WRITTEN INSTRUCTION 1:
Count the lines of the records below that contain the string "sheep", and give only that number.

TEXT SEGMENT:
--- --- ---
I didn’t go to the premiere or see the play for a very long time, but I heard very good things about it and finally went to see it. As I was watching it, I started crying after 10 minutes and didn’t stop until the end. I saw Johan afterwards and I immediately told him, “I think this is very interesting, maybe we should try to turn this into a movie.” We kept talking about it, but eventually I was like, “I don’t know man, I don’t know how I could pull this off, so no, I’m not going to do it.” But it kept on coming back to me, and I couldn’t let it go.
At some point, when I was trying to figure out what my next movie was going to be, I was reading a bunch of stuff and developing my own things a little bit, and all of a sudden I was like, “Maybe I should reread the (play).” There and then, I said, “OK, this is very good. I don’t know how I’m going to do it, but I’ll try.” What I had gone through while seeing this … it wasn’t something I had ever experienced, and it was so moving, and it’s a really sad story, but in the end, I felt relieved somehow, and that was something very strange.
When I was thinking about it, I said, “Bluegrass music. That would actually be a very original idea, to make a Belgian movie with bluegrass music.” It’s so weird, in a way, that it kind of made it original. I could also really relate to the problems that (Johan)’s talking about … It’s a small story of two people being very much in love, and the small story just becoming bigger and bigger and bigger, and talking about love, and frustration, and hope, and religion. All those things. It just kept on getting bigger and I thought that was amazing.
Q: Could you tell me about the casting of Veerle Baetens as Elise, and what you believe she brings to this role?
--- --- ---
WRITTEN INSTRUCTION 2:
Write what comes next in the interview about turning the play into a film, picking up right after its final line.

Position identification records
--- --- ---
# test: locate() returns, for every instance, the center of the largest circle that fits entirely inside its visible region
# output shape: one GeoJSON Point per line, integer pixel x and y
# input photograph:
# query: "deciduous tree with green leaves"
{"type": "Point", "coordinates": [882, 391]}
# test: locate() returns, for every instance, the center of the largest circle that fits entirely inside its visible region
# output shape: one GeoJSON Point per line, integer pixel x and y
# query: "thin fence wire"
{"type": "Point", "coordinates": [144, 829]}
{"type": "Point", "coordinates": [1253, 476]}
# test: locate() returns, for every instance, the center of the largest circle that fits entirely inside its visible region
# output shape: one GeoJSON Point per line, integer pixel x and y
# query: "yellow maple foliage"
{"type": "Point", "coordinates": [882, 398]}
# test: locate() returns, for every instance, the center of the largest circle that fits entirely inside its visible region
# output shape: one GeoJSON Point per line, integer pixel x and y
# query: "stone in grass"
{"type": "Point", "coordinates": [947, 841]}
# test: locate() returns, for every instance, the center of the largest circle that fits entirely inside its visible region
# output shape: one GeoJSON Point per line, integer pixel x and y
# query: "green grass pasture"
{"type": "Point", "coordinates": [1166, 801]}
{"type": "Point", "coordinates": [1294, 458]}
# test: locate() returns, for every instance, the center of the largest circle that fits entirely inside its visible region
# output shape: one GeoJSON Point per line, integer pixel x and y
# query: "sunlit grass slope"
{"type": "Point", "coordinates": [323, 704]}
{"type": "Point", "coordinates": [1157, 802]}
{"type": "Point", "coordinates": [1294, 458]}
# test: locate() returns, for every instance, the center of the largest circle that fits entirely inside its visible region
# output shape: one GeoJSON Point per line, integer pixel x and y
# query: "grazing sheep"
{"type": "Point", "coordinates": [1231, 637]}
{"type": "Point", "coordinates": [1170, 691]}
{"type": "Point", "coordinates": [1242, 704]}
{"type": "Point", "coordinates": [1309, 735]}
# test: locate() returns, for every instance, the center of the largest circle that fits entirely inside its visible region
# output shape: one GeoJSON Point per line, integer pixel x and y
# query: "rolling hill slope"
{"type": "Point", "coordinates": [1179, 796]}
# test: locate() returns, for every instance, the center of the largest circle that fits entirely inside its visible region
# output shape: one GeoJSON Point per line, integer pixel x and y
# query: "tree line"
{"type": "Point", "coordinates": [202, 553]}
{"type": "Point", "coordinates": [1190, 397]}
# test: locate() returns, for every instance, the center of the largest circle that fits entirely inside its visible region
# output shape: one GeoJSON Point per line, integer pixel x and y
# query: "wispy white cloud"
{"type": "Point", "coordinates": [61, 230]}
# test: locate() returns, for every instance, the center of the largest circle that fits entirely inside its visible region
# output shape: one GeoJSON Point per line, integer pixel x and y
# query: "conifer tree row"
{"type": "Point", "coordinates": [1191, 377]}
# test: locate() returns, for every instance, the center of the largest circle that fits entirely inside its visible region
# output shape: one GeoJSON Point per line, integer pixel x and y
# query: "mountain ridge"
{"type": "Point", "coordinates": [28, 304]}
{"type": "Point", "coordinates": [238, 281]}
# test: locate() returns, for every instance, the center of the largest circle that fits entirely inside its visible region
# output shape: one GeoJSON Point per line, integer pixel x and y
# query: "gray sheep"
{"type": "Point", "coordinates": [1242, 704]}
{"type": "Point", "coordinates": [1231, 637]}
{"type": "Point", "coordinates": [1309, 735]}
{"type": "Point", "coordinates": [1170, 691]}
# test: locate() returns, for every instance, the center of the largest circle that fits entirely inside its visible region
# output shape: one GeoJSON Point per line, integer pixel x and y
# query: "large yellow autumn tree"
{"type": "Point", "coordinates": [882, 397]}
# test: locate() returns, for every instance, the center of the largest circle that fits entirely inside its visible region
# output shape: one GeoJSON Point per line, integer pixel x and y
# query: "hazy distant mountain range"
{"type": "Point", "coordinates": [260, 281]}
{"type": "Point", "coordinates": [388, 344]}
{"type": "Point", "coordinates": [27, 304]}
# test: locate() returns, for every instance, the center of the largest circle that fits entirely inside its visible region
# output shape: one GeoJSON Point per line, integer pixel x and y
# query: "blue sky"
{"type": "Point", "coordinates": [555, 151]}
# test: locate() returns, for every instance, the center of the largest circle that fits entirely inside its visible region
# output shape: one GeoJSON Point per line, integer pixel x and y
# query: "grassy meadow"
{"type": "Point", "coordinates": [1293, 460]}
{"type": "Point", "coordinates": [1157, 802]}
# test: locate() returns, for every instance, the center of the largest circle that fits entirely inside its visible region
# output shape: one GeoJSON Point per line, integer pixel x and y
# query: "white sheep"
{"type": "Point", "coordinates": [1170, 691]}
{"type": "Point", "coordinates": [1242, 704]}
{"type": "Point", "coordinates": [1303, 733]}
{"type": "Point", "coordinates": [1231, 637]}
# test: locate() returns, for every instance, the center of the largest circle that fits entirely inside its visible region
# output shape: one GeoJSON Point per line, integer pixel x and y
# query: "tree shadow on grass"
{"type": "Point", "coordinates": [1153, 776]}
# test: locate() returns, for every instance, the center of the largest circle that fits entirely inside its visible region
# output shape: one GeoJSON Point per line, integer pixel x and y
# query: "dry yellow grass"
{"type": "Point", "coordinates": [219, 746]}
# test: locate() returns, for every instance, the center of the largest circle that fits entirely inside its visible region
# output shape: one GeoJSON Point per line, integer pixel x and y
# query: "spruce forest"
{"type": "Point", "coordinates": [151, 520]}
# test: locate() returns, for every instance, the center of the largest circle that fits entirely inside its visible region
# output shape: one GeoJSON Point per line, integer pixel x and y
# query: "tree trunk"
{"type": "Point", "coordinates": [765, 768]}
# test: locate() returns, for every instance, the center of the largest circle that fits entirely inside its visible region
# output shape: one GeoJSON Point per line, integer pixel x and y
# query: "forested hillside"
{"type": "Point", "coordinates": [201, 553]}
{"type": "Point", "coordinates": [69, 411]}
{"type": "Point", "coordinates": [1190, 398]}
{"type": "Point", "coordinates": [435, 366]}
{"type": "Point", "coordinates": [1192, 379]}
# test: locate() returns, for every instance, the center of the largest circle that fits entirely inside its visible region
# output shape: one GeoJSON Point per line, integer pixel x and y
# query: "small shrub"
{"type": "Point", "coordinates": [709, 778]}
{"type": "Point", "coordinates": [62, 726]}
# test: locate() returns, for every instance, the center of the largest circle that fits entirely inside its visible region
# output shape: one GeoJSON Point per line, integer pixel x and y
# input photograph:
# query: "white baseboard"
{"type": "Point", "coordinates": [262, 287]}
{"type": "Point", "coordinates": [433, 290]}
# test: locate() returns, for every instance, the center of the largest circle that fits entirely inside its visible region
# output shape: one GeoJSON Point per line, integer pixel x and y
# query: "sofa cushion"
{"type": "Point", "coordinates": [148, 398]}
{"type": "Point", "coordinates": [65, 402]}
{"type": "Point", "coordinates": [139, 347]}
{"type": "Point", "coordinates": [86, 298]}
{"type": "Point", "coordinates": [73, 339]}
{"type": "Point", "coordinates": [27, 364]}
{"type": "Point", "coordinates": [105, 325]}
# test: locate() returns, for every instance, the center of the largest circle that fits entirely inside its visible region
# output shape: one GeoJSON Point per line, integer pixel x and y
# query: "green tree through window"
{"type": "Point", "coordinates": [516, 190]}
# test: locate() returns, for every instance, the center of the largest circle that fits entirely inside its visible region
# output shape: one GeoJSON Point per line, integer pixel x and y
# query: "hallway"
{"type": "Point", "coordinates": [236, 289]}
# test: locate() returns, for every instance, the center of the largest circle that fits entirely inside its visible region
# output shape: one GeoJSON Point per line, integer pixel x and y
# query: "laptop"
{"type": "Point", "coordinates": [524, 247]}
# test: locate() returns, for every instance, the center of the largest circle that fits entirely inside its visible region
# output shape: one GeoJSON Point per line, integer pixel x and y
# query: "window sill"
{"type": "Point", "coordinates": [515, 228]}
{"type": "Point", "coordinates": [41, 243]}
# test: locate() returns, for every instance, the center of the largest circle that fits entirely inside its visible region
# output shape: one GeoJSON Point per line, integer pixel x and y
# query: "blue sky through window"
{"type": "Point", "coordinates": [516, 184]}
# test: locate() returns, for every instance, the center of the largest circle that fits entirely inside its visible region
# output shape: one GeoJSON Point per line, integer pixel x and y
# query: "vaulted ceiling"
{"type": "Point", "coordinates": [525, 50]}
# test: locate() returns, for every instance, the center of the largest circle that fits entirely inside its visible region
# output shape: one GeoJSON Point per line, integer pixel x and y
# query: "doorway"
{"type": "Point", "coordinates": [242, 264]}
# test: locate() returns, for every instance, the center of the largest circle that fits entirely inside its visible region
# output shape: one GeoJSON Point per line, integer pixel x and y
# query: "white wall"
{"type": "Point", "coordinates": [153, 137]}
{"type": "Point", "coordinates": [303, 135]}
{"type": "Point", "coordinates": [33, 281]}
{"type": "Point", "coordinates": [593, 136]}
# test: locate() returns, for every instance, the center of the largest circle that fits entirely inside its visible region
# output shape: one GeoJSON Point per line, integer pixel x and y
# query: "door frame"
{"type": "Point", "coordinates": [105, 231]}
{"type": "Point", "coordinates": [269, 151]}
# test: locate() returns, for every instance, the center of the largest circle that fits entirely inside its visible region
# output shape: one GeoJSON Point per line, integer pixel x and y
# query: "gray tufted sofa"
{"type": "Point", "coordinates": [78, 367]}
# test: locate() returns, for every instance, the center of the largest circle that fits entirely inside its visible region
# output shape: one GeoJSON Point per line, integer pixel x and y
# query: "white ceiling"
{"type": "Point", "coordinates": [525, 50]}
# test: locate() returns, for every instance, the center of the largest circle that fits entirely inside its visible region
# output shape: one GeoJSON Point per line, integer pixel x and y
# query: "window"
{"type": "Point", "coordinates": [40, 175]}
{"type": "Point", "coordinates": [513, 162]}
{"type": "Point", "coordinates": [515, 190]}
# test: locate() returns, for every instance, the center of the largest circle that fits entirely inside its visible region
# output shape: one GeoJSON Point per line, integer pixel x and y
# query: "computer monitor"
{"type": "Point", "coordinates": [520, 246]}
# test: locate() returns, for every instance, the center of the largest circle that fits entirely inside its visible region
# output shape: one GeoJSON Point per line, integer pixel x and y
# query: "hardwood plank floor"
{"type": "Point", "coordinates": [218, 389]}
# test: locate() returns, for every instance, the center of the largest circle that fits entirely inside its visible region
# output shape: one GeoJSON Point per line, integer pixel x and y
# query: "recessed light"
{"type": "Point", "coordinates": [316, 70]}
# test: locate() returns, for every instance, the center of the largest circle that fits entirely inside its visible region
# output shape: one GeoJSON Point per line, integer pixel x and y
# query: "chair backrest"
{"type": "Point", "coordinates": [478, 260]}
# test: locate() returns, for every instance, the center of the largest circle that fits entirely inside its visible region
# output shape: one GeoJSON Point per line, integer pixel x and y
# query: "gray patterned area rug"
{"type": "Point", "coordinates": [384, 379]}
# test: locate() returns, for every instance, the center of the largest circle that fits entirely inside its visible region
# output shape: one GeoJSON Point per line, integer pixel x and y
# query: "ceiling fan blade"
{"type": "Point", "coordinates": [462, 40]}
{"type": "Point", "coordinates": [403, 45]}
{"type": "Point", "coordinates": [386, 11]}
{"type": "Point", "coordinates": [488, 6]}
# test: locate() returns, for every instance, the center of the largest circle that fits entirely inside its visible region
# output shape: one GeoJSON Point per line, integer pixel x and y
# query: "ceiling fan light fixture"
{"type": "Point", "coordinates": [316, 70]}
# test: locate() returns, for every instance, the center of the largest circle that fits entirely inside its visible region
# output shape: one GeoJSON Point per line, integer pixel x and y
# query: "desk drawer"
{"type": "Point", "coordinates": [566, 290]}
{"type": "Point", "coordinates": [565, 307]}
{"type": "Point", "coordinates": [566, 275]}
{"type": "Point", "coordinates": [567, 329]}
--- --- ---
WRITTEN RESPONSE 1:
3

WRITTEN RESPONSE 2:
A: When she auditioned, she brought something to this character that I hadn’t seen before, and I thought that was important. It was like some kind of strength and dark side that made it a lot more interesting. When I saw her and Johan together, and she was doing this scene where she freaks out a little, and at some point, I saw that she could really scare him. He’s such a big guy and charming, and I saw her next to him, being a lot smaller and tiny and sexy as well, and yet so strong, that she could make him feel scared. At that moment, I said, “This is important that they level up, that it’s not a one-way street, that at some point, this is going to have to happen in the movie.” It was little in the script, but she just embodied it and showed me that it could be more.
Q: In making this film, did you get to discover or explore Belgium’s bluegrass scene in any way?
A: I did, but it’s really, really small, so I think I saw maybe two or three bands (in Belgium). And then I went to a festival somewhere in Holland, which was called the European World of Bluegrass, which had bluegrass bands from all over Europe getting together. It was very lively, but it was very small. It was a cultural center where 300-400 people come together and they stay there for two or three days and they’re all jamming together and playing. I guess the whole European world of bluegrass was there, and it’s not much bigger than that, I think.
But it was fascinating to see that these subcultures exist and that people are fascinated about it. I think what I changed a little bit in the movie was that I made them cooler, they’re a littler cooler than what many of these bluegrass bands look like. A lot of times they’re a little nerdy. (Laughs.) I just thought for the movie that I’d like them to be cool. And I actually became cooler by meeting Bjorn Eriksson, who arranged the music for the movie. He’s a Belgian musician, he plays in a rock band and all kinds of bands, but he started out playing bluegrass when he was 16 with his dad and his sister, and he’s one of the coolest guys I know. So by meeting him, I also understood that (bluegrass) could be cool.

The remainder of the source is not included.